■ **WHAT YOU SHOULD DO**: Select every line in the records below that contains the word "green", and copy each of those lines.

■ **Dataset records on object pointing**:
--- begin ---

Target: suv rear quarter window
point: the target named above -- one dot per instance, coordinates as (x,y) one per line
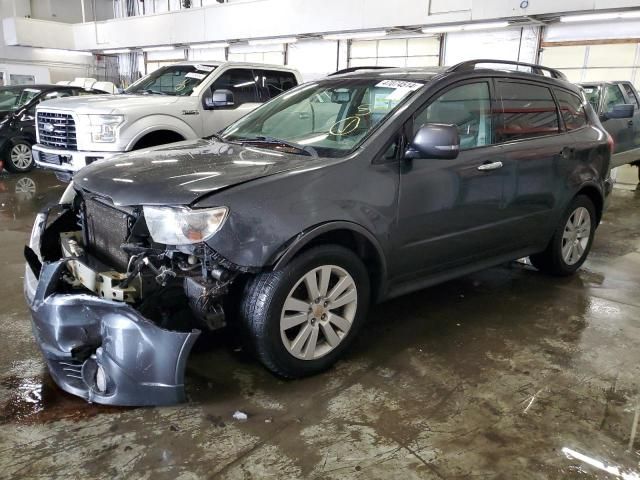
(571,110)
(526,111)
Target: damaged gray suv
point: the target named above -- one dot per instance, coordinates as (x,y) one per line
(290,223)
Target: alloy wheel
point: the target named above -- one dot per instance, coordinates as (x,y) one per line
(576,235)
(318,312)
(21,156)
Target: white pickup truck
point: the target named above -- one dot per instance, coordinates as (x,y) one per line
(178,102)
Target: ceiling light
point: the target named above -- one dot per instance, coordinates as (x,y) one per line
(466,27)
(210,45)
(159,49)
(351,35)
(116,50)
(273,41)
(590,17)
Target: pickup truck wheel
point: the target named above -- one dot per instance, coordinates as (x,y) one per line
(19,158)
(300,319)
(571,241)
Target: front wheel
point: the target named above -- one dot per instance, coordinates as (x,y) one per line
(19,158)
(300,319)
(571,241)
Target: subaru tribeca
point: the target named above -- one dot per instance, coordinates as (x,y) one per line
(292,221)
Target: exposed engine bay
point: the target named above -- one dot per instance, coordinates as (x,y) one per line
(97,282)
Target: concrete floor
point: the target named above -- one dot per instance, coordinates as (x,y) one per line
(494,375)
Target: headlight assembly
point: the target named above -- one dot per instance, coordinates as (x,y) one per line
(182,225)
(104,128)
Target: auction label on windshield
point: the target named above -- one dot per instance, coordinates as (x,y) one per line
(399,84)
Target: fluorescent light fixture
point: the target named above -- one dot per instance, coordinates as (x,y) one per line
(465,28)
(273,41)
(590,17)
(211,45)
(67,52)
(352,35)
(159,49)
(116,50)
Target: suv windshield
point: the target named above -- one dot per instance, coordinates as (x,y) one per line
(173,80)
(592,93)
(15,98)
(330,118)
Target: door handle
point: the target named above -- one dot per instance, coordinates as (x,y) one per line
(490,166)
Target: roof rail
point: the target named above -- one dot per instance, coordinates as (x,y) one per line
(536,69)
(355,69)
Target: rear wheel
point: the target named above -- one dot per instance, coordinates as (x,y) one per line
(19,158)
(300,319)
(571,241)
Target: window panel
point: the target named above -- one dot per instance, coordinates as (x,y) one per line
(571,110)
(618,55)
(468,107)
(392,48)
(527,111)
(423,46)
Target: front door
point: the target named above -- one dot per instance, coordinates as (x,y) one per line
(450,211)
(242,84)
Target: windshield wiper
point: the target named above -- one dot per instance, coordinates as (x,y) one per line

--- end ---
--- begin ---

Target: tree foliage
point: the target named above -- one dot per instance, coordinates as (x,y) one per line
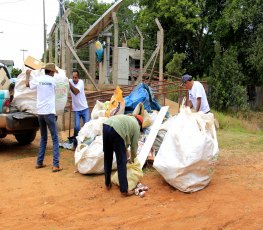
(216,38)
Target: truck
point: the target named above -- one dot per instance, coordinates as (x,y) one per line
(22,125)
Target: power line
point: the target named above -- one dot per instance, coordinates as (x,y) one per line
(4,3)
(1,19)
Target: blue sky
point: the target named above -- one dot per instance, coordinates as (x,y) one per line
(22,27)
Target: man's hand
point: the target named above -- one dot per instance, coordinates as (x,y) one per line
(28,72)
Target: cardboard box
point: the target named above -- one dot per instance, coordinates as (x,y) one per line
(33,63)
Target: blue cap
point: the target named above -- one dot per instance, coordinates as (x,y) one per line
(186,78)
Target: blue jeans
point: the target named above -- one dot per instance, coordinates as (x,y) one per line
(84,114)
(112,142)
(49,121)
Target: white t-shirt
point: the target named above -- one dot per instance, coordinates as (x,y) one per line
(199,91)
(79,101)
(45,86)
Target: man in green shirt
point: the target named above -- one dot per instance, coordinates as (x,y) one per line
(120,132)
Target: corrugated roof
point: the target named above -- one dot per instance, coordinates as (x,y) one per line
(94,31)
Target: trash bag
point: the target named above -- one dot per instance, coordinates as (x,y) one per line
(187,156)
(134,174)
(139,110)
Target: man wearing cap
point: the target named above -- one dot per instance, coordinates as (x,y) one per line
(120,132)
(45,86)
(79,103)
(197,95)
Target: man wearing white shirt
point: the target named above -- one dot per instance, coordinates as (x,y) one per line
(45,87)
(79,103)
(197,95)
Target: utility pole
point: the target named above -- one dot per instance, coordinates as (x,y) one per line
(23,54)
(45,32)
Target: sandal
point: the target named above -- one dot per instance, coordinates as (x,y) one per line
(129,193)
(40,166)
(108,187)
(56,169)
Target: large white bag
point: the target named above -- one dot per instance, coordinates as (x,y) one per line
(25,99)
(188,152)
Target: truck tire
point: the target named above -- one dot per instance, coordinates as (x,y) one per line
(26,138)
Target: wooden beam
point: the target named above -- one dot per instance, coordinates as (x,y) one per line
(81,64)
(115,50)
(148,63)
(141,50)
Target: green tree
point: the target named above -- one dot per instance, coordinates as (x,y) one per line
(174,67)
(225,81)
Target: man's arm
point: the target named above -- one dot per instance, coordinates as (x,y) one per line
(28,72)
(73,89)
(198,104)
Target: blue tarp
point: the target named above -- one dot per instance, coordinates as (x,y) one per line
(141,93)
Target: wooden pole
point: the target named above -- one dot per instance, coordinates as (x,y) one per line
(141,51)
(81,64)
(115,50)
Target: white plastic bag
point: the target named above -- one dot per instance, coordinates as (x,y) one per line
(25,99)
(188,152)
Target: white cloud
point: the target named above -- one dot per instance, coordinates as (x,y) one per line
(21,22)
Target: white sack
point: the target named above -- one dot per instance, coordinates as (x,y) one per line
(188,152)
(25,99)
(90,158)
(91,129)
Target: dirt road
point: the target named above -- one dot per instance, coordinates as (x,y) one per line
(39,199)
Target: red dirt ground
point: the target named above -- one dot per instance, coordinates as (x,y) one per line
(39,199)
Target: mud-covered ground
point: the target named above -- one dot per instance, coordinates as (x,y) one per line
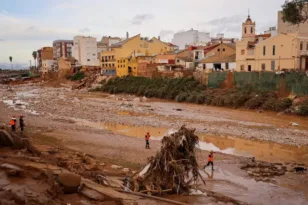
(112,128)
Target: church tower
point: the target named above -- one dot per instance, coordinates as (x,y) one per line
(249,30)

--- end ---

■ **EXERCISE RESPONSE**:
Target: man in green shirt
Target: green tree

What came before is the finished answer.